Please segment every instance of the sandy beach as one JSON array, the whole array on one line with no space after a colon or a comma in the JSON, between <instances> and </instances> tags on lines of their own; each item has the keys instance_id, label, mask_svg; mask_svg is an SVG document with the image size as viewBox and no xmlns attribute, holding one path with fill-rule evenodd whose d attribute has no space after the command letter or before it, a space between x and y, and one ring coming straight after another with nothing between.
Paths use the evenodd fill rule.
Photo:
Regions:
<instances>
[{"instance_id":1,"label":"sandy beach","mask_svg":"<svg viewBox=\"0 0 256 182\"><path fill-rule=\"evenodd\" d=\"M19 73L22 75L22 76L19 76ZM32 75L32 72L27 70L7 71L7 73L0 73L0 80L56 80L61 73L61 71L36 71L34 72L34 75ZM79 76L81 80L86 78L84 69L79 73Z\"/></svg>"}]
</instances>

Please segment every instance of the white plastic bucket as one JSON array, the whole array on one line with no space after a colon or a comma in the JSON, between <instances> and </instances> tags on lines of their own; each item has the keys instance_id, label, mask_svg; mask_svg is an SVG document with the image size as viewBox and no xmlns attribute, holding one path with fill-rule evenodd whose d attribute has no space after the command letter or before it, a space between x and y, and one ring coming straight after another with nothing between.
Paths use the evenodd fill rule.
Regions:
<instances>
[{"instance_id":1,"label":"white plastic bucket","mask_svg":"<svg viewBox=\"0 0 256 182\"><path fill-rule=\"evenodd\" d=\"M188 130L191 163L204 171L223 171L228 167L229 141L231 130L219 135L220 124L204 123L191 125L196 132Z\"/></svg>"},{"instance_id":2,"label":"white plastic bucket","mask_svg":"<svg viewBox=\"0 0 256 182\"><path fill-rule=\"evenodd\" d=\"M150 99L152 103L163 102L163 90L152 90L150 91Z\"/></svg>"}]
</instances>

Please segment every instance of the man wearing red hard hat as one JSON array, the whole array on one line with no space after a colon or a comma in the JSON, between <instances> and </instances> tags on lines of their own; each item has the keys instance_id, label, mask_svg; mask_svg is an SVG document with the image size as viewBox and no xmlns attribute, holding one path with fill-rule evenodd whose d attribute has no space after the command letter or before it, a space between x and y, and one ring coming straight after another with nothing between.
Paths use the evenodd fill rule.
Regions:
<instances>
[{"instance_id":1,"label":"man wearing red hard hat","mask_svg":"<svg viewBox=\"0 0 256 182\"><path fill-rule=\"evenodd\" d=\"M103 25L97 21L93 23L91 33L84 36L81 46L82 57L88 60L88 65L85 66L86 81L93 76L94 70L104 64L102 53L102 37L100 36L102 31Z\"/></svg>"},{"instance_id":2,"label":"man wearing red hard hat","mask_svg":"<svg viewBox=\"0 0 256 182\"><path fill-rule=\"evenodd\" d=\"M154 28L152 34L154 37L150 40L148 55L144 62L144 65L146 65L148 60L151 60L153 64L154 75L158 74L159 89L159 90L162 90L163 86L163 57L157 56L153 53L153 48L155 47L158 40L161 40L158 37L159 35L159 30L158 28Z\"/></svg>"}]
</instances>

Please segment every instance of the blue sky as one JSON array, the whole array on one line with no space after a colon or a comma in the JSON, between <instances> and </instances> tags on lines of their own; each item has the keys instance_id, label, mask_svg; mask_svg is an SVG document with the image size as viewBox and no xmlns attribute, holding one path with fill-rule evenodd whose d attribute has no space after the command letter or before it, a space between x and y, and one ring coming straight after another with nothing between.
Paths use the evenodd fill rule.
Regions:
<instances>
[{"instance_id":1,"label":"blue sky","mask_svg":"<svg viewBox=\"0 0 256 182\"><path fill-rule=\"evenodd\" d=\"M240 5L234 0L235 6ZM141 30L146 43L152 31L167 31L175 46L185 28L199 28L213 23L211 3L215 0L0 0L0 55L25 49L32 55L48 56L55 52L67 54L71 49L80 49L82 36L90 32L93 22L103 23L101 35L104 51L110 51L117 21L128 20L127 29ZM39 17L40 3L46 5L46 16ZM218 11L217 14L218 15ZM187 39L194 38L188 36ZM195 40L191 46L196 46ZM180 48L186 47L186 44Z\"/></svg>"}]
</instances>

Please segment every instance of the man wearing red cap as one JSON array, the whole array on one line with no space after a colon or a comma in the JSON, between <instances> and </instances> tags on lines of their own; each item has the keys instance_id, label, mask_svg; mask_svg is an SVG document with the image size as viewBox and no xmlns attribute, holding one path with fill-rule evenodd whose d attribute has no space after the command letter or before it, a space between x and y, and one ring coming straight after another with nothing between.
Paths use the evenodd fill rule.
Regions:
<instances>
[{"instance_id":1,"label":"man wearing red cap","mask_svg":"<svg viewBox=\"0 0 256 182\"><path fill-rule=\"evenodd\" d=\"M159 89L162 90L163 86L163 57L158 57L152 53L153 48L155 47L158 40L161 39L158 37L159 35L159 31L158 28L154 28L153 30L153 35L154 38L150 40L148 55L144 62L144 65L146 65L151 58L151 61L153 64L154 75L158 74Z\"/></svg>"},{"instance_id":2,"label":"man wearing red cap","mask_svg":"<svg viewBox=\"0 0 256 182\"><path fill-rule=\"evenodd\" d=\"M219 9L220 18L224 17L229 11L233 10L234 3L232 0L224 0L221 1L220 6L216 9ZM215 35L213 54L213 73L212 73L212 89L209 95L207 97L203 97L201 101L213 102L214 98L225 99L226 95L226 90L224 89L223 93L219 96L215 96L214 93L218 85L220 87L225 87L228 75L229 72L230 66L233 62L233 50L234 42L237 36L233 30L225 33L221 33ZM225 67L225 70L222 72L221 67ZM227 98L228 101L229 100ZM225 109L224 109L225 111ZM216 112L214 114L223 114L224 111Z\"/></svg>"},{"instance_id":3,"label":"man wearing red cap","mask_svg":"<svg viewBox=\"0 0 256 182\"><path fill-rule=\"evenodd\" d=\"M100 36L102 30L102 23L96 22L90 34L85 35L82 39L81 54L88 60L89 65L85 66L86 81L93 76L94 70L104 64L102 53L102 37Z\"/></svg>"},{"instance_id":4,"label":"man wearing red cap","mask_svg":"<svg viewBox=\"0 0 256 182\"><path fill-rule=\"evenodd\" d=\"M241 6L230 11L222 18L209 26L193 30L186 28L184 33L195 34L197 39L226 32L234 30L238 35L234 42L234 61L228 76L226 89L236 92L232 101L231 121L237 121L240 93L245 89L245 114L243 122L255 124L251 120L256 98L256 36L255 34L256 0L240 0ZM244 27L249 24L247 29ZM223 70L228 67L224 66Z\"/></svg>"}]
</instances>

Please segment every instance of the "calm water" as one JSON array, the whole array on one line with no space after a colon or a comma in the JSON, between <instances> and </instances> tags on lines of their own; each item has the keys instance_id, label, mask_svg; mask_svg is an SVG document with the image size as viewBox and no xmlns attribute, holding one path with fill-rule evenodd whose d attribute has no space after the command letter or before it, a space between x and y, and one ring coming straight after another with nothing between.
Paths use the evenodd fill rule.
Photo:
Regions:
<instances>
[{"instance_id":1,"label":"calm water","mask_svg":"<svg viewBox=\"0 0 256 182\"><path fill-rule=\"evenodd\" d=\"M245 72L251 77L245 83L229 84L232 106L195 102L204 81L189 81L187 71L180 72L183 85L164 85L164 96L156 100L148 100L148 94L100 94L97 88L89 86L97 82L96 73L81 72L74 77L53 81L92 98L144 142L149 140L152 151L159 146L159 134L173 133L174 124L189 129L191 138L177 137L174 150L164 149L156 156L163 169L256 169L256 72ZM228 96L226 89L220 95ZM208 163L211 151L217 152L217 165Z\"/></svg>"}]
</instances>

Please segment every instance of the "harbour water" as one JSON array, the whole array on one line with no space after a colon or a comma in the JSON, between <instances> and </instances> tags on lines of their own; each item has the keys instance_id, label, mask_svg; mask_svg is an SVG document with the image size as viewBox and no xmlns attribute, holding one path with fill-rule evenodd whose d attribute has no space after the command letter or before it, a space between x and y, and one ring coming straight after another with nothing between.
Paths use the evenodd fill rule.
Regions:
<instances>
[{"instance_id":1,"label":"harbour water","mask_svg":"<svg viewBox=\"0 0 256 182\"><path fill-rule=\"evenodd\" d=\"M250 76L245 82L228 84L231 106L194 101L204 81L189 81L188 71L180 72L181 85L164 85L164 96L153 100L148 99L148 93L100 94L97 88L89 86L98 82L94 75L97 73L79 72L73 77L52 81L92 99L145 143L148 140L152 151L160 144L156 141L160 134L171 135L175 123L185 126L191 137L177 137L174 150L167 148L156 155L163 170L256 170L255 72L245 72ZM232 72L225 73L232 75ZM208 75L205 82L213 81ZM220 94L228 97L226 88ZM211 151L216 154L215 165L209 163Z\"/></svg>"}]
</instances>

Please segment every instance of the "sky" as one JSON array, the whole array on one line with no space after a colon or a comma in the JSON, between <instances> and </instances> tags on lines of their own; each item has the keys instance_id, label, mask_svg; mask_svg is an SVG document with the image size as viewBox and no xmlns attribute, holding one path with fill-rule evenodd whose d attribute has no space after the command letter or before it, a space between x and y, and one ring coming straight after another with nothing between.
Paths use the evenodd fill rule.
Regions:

### [Exercise aim]
Pull out every line of the rows above that contains the string "beach", matching case exactly.

### [Answer]
Please segment every instance of the sandy beach as one JSON array, the whole array on one line with no space after a colon or a comma in the JSON, between <instances> and </instances> tags on lines of their own; each item has the keys instance_id, label, mask_svg; mask_svg is an SVG document with the image size as viewBox and no xmlns attribute, holding one path with fill-rule evenodd whose d attribute has no space after the command letter or before it, a space between x and y, and one ring coming straight after another with nothing between.
[{"instance_id":1,"label":"sandy beach","mask_svg":"<svg viewBox=\"0 0 256 182\"><path fill-rule=\"evenodd\" d=\"M19 73L22 75L22 76L19 76ZM32 75L32 72L27 70L7 71L7 73L0 73L0 80L56 80L61 73L61 71L36 71L34 72L34 75ZM79 76L81 80L86 78L84 69L79 73Z\"/></svg>"}]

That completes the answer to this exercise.